Excerpt to read
/---
This new evidence, however, does not alter the Court's existing analysis. As it already found, the 1987-1989 CBA between Defendant and Local 18/2 did not contain a clause providing that Defendant was assigning its collective bargaining rights to the Contractors Association. (Doc. 29 at 4.) Later CBAs between Defendant and Local 18/2 did, although as the union did not sign these they did not come into effect. Plaintiffs have now provided copies of later, properly signed, CBAs between the Contractors Association and Local 18/2. However, Plaintiffs have not furnished any evidence that Defendant ever assigned its collective bargaining rights to the Contractors Association. Absent such evidence, the existence of these properly executed contracts between Plaintiffs and someone other than Defendant is irrelevant.

As Plaintiffs have not proved that Defendant ever became bound by a CBA between itself and Local 18/2 subsequent to the 1987-1989 CBA, and as they have not proved that Defendant ever became bound by agreements between the Contractors Association and Local 18/2, their new evidence does not alter the Court's conclusions in its prior order. Defendant is entitled to judgment as a matter of law that it was not bound by a collective bargaining agreement with Locals 18/2 after May 31, 2008.

The Locals 45/55 CBAs .

The Court previously found that Defendant was, and is, bound by the 2007-2012 collective bargaining agreement with Locals 45/55, because it assigned its collective bargaining rights to the Central Ohio Division, Associated General Contractors and Masonry Contractors Association, Inc. of Columbus, Ohio (the "Columbus Association") when it entered into the 1995-1998 CBA, and never revoked them. It therefore became bound by the later bargains struck between the Columbus Association and Locals 45/55. Defendant concedes that it signed the 1995-1998 CBA. (Doc. 41 at 5.) However, it argues that it never signed the 2004-2007 and 2007-2010 CBAs, and that, under their terms, it cannot be bound without such signature, regardless of whether it assigned its bargaining rights to the Columbus Association.

The Court notes that the 1995-1998 45/55 CBA, unlike the 1995-1998 18/2 CBA, contained an automatic assignment of bargaining rights provision.

The Court examined the contracts at issue in depth in its earlier order. The 1995-1998 CBA was negotiated between the Columbus Association and Locals 45/55. In an introductory provision, the contract provided that the Columbus Association "shall bargain only for those members of the Association who have assigned their bargaining rights to the Association." (Doc. 20-10 at 3.) It also provided that "this Agreement may extend to other Employers, not members of the Contractors Association, upon signing a copy of the Agreement." ( Id.) Defendant, through its president, signed an appendix to the CBA entitled "Agreement of Non-Members of the Association." ( Id. at 20.) In it, Defendant affirmed that it wished to become an additional party to the CBA, and "hereby agree[d] to accept and be bound by all the terms and provisions of said agreement as additional parties hereto."
\---
Set exercise 1
From the court opinion excerpt, reproduce word for word the passage from "The Court previously" to "the Columbus Association.".
Set exercise 2
Write the next part of the court opinion on the collective bargaining agreements, starting after its final sentence.

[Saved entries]
/---
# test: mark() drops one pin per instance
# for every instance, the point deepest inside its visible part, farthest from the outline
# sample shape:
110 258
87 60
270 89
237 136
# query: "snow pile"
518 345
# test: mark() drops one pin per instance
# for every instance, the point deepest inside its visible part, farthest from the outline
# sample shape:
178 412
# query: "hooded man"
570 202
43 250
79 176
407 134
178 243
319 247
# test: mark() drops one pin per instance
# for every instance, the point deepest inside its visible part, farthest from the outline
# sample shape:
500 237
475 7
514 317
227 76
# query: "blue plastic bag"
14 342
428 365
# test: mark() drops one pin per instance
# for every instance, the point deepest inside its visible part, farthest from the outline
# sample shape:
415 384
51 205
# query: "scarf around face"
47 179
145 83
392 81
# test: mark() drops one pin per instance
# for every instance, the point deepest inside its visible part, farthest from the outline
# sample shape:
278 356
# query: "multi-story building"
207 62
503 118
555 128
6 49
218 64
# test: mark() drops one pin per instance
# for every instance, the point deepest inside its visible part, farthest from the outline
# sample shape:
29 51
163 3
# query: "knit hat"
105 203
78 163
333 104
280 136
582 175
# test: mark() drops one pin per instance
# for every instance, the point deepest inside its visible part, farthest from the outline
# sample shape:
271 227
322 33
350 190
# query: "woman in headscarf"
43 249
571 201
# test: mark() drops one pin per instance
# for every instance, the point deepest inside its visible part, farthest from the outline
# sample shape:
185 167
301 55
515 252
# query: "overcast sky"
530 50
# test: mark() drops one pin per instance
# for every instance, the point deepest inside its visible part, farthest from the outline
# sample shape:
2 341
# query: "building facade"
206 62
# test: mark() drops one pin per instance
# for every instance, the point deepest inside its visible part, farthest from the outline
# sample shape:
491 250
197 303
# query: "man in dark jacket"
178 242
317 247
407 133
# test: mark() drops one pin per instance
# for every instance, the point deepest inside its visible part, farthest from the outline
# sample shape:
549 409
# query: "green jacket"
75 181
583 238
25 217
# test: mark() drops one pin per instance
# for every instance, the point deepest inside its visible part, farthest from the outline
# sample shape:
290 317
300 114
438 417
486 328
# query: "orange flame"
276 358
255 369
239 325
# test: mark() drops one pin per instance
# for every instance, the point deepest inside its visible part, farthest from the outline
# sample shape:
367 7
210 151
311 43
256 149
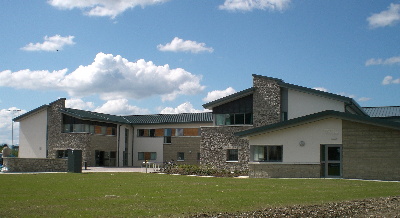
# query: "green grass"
138 194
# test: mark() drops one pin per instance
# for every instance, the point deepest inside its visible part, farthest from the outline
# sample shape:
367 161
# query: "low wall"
15 164
284 170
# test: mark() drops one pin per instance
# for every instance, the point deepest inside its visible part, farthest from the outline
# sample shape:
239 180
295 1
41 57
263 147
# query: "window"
267 153
232 155
147 155
167 136
233 119
62 153
181 156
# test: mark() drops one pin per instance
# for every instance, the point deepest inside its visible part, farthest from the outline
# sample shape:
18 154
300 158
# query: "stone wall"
35 164
370 152
190 145
88 143
215 141
266 101
284 170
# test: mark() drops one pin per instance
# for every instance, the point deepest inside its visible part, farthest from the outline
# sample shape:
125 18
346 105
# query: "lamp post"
12 124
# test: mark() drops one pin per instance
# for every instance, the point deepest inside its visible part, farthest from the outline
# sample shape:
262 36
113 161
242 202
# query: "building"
275 129
272 130
110 140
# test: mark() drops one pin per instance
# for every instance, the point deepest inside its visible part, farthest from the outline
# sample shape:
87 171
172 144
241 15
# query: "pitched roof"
140 119
320 116
89 115
381 112
229 98
170 118
350 102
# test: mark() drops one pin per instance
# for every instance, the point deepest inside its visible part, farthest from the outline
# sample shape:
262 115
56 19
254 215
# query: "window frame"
265 155
229 155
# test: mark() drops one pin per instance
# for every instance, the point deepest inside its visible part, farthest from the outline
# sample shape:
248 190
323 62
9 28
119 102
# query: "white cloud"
52 43
363 99
321 89
380 61
120 107
249 5
108 8
389 80
78 103
186 107
217 94
385 18
6 117
179 45
111 77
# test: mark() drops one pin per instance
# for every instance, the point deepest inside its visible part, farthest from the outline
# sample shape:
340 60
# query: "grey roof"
229 98
170 118
350 102
318 116
141 119
89 115
382 112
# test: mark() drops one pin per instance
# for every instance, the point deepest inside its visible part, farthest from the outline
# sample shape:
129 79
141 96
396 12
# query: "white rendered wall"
33 135
301 104
155 144
328 131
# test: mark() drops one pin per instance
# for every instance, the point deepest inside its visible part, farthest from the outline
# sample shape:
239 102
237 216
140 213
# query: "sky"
127 57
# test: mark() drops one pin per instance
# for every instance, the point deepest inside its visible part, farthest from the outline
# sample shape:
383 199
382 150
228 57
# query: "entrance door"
331 161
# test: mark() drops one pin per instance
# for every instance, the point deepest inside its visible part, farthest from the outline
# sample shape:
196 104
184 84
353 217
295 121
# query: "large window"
232 155
269 153
147 155
233 119
181 156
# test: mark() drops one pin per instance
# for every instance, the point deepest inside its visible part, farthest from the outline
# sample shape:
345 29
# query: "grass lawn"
139 194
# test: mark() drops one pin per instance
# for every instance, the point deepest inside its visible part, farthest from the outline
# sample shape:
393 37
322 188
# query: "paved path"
118 169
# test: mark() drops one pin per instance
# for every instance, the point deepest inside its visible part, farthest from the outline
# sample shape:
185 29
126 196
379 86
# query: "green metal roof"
170 118
229 98
350 102
140 119
89 115
319 116
382 112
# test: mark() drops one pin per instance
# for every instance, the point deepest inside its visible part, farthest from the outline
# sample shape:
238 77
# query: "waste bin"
74 161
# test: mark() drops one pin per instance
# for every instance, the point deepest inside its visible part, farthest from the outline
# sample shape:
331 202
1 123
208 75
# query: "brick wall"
35 164
370 152
189 145
284 170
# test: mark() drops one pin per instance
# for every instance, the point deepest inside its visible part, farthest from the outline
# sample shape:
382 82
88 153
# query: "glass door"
331 161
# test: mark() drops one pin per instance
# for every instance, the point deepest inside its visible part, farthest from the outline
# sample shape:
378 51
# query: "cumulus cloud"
52 43
217 94
180 45
380 61
321 89
249 5
120 107
6 117
385 18
389 80
78 103
102 7
186 107
111 77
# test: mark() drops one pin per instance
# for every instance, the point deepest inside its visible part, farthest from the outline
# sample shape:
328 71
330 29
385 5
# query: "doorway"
331 161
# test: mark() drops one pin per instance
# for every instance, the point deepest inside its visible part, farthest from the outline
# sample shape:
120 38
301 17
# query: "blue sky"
171 56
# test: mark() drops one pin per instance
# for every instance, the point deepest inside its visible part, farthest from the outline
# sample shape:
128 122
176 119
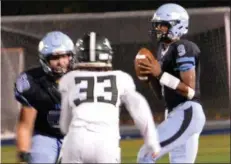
\---
Written reply 1
The Court previously found that Defendant was, and is, bound by the 2007-2012 collective bargaining agreement with Locals 45/55, because it assigned its collective bargaining rights to the Central Ohio Division, Associated General Contractors and Masonry Contractors Association, Inc. of Columbus, Ohio (the "Columbus Association") when it entered into the 1995-1998 CBA, and never revoked them. It therefore became bound by the later bargains struck between the Columbus Association and Locals 45/55. Defendant concedes that it signed the 1995-1998 CBA. (Doc. 41 at 5.) However, it argues that it never signed the 2004-2007 and 2007-2010 CBAs, and that, under their terms, it cannot be bound without such signature, regardless of whether it assigned its bargaining rights to the Columbus Association.

Written reply 2
The 1995-1998 CBA to which Defendant consented to become a non-association signatory contractor contained several provisions. One of them was Article IV, Section 10, which held:

Section 10. Termination for Non-Association Signatory Contractors — Any contractor who is signatory to or bound by this collective bargaining agreement and who at the time of its expiration is not a member of the Association(s) who are signatory to this collective bargaining agreement acknowledges that notice of termination or modification of said agreement which is given to the Association(s) shall be notice to said contractor of the Union's desire to modify or terminate this Agreement.
In the event that said contractor (who is not a member of the Association(s) at the time this collective bargaining agreement is due to expire) shall not give to the Union written notice of its intention to negotiate separately for a renewal collective bargaining agreement within the sixty (60) days set forth herein for the Association(s), then said contractor shall be deemed to have appointed said Association(s) as its agent for collective bargaining and agreement entered into between the Union and said Association(s).
The provisions of this section shall operate for successive collective bargaining agreements until such time as the contractor gives timely notice to the Union that it desires to negotiate separately or until such time as the Union gives notice that it does not desire to have the Association(s) act as the bargaining agent for the contractor.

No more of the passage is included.